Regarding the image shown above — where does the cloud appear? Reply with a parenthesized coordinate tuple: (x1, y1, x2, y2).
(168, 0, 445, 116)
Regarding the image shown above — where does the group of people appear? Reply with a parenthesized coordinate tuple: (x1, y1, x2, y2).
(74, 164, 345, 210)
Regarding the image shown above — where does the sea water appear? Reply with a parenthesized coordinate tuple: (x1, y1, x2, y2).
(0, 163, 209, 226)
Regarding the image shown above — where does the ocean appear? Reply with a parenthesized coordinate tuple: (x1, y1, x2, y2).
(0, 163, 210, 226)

───

Assignment. Output an exact copy of the lines from the one holding "Regarding the image shown above — where does the ocean" to the last line of the data, inclusive, and nothing beyond that range.

Task response.
Regarding the image shown above — where does the ocean appear? Reply with a parenthesized coordinate tuple: (x1, y1, x2, y2).
(0, 163, 210, 226)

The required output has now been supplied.